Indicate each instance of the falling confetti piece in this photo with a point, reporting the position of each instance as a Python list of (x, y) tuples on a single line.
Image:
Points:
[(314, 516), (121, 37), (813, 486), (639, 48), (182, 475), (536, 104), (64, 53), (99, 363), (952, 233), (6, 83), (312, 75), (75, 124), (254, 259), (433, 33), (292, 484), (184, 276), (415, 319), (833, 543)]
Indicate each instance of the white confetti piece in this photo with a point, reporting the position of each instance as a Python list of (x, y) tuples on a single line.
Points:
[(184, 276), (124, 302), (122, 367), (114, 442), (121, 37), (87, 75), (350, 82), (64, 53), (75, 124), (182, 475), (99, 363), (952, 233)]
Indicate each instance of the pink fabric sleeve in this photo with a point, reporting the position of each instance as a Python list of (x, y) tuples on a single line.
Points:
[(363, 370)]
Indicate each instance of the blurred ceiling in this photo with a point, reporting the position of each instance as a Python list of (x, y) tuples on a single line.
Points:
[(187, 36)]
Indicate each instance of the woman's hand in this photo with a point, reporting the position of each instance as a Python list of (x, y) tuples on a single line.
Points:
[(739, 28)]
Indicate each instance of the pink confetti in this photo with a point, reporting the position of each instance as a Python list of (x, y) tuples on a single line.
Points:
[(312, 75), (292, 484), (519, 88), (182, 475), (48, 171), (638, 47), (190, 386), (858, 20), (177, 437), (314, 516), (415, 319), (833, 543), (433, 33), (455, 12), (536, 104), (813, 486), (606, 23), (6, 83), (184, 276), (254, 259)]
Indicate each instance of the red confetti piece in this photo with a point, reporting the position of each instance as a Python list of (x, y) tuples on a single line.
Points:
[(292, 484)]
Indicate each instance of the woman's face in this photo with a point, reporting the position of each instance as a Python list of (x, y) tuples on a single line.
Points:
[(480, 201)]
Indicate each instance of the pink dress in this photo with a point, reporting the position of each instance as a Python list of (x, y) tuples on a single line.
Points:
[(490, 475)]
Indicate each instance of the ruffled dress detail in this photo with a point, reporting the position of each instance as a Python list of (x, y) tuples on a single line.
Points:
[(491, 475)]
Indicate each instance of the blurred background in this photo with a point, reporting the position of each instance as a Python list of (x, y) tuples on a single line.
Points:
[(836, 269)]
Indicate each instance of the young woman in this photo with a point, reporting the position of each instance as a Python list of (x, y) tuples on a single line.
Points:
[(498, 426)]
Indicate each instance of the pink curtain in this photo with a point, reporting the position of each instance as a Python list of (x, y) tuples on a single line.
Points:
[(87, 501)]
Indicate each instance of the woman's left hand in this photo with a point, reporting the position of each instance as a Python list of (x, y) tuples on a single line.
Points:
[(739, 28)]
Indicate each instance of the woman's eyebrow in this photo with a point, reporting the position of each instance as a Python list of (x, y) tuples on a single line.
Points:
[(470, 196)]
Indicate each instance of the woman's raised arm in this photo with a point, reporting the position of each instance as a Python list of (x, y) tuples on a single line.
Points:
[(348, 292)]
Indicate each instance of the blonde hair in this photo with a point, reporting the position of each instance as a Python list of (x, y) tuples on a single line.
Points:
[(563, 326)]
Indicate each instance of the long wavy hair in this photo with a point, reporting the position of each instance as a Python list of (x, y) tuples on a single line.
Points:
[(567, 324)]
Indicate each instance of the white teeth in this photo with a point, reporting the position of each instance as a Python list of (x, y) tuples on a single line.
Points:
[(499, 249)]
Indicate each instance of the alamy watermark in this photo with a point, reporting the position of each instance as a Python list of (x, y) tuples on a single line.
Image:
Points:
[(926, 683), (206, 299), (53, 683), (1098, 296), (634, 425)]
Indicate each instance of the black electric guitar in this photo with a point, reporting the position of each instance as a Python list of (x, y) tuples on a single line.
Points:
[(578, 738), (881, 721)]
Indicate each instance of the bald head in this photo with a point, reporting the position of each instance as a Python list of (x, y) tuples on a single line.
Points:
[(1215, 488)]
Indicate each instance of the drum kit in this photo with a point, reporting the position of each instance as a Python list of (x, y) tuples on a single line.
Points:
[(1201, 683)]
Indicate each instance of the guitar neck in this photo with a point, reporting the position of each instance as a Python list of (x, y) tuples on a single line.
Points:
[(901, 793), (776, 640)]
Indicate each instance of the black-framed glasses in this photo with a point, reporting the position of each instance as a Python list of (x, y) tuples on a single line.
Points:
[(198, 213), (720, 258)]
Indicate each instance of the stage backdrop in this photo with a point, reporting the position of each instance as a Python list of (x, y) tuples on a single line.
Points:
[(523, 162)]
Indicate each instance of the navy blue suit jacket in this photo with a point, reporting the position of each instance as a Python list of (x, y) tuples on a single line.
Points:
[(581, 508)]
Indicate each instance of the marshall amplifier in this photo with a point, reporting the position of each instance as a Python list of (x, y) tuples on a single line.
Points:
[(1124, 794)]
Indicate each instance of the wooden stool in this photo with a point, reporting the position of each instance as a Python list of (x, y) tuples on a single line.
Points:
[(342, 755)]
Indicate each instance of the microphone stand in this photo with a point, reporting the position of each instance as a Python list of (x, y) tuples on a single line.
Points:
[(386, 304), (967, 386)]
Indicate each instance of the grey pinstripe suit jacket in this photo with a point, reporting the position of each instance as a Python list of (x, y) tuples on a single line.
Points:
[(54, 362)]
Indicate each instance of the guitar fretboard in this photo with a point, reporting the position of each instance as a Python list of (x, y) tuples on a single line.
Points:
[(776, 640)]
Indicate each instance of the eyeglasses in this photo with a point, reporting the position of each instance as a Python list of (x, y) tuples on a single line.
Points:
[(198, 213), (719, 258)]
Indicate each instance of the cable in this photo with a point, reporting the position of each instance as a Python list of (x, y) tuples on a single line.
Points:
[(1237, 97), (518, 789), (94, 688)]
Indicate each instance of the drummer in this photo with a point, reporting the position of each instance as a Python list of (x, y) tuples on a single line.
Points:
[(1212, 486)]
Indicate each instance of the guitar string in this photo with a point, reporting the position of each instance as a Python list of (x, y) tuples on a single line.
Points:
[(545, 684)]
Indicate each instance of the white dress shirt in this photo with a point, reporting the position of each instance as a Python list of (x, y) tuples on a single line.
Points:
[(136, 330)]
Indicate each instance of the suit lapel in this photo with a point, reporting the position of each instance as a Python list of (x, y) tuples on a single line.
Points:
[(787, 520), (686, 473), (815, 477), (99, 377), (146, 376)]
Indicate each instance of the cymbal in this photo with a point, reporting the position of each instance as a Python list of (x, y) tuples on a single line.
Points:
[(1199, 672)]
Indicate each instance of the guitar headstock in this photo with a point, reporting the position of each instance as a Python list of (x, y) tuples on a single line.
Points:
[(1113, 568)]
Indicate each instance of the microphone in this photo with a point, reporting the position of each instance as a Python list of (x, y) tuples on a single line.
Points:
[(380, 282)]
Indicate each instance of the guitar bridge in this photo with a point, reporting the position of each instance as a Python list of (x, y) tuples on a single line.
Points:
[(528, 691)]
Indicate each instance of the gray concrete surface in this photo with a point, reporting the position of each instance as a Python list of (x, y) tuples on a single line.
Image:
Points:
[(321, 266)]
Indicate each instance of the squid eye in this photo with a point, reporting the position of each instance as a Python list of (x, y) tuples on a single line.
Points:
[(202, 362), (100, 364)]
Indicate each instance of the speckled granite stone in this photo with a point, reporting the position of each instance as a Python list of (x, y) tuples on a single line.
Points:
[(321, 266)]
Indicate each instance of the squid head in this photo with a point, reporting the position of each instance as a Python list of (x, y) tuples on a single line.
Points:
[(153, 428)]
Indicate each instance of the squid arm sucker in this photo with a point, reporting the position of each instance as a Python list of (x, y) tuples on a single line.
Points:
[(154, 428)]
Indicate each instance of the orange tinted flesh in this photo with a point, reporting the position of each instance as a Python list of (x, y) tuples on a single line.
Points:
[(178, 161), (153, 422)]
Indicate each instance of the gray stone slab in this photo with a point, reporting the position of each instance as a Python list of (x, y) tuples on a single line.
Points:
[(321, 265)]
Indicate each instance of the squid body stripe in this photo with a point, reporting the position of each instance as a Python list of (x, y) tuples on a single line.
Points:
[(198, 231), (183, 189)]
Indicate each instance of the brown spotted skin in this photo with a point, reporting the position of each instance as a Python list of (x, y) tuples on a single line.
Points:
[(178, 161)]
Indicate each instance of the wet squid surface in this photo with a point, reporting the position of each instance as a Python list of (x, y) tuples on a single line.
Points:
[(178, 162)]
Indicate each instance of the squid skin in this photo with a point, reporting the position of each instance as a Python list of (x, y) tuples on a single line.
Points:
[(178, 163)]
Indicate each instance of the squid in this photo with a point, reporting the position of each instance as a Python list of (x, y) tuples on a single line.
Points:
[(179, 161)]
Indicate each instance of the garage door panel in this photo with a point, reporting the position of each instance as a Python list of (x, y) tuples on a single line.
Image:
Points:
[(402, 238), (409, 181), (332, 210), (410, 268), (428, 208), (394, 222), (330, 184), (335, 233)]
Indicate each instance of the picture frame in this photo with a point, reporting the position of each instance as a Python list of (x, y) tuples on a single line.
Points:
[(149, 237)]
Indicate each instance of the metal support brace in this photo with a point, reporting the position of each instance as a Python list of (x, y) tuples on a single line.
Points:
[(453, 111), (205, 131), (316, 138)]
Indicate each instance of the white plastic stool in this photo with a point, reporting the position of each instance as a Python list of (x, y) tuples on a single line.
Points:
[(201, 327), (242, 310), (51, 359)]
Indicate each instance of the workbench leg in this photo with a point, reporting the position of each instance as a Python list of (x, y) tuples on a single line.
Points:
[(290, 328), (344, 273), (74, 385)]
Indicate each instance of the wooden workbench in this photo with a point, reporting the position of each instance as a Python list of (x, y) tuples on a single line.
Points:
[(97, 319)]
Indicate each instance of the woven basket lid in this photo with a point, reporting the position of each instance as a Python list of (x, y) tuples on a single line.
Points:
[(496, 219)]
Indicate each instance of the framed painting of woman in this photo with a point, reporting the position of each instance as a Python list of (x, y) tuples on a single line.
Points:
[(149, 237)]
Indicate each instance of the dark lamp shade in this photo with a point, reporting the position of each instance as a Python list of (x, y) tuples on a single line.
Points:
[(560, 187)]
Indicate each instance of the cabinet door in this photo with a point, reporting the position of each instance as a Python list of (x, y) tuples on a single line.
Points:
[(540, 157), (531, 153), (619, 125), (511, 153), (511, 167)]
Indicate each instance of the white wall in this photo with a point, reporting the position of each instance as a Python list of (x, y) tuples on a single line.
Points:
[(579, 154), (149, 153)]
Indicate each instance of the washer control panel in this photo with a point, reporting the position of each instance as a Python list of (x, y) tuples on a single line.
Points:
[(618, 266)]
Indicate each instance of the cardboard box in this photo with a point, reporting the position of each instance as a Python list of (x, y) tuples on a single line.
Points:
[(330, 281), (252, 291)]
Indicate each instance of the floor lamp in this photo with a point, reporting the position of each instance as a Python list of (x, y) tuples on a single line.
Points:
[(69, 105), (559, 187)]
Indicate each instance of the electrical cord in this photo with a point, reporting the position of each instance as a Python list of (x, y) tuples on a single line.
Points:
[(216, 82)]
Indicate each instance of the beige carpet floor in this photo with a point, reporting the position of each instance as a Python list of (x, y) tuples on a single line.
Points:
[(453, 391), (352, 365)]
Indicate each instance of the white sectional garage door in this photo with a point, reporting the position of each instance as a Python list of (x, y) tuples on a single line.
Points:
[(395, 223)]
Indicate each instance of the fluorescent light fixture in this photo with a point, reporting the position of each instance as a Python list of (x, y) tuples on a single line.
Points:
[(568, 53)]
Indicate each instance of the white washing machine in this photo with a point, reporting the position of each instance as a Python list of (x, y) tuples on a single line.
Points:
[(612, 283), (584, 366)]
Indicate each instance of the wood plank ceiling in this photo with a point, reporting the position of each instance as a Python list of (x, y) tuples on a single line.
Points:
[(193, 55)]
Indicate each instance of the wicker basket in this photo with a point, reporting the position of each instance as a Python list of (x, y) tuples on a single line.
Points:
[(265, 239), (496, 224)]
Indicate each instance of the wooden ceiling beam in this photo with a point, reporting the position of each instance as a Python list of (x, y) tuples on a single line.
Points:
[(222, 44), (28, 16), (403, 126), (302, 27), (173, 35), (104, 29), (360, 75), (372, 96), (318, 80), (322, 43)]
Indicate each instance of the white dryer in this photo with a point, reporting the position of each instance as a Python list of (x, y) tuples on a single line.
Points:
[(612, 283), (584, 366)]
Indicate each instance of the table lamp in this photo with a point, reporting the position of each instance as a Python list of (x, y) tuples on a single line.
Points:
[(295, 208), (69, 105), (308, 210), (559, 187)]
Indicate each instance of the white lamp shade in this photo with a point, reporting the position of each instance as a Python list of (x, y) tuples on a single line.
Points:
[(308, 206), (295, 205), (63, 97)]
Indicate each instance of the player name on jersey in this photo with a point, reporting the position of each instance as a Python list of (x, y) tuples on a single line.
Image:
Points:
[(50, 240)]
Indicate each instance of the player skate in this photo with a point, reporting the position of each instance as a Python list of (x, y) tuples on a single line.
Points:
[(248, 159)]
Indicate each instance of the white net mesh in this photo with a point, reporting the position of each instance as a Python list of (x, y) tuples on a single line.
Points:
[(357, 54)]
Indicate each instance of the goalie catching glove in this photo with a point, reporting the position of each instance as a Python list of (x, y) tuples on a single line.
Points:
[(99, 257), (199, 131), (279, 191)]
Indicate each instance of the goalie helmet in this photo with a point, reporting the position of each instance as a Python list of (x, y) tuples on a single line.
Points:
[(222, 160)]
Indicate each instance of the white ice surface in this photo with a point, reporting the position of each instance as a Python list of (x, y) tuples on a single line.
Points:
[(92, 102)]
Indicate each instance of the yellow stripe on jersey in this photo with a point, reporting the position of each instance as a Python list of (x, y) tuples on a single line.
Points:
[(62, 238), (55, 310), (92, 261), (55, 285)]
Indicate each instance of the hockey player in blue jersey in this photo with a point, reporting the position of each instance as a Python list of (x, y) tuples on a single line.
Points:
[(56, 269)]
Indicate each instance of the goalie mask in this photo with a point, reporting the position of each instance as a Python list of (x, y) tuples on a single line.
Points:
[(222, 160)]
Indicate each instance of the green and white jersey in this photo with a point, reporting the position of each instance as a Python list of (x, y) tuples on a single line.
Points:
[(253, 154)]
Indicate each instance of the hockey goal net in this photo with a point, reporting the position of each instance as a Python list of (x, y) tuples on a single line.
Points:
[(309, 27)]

SHORT TASK » Update the records above from the start through the line containing "[(490, 475)]" so that "confetti" becomes "glitter", leaving everything else as it is.

FULL SOLUTION »
Indicate each instance of the falling glitter piece in this photo with a point, reporting the position of each instance as a Python list of (x, y) tuples on a single line.
Image:
Points:
[(314, 516), (121, 37), (813, 486), (639, 48), (182, 475), (536, 104), (64, 53), (99, 363), (952, 233), (6, 83), (312, 75), (75, 124), (254, 259), (433, 33), (292, 484), (184, 276), (415, 319), (833, 543)]
Indicate each instance of the white glitter piece in this photo with a point, reporting the position of each instance as a Python list of (x, y) tuples on a single line.
Points:
[(184, 276), (124, 302), (122, 367), (114, 442), (121, 37), (87, 75), (350, 82), (64, 53), (75, 124), (182, 475), (99, 363), (952, 233)]
Indicate each instance of the pink fabric sleeve in this photo with a point, reporting the position of each instance as a Python list of (x, y) tuples on a single line.
Points:
[(363, 370)]
Indicate each instance of the blurred ceiling in this photo with a point, reporting the position of each instance as a Python list of (x, y) tuples on a single line.
Points:
[(187, 36)]
Indicate each instance of the woman's hand in this photo with a point, reporting the position of each instance as a Python list of (x, y) tuples on a single line.
Points:
[(739, 28)]
Indicate each instance of the pink glitter in this photo with a point, reporting the position of each instance as a Python list of (x, y) tuples on a single line.
Points:
[(312, 75), (292, 484), (519, 88), (182, 475), (48, 171), (638, 47), (190, 386), (858, 20), (177, 437), (314, 516), (415, 319), (833, 543), (433, 33), (455, 12), (536, 104), (813, 486), (606, 23), (6, 83), (184, 276), (254, 259)]
Indicate each instance of the red glitter piece in this photo with a point, reporting the position of each instance as a Python list of (x, y) tuples on a single line.
Points:
[(292, 484)]
Indicate each instance of the woman's face in this photo with a point, reporting the position of each instance as a Python list of (x, y) tuples on a single line.
Points:
[(480, 201)]
Indicate each instance of the pink dress in this photo with a point, reporting the position of each instance as a Python list of (x, y) tuples on a single line.
Points:
[(490, 475)]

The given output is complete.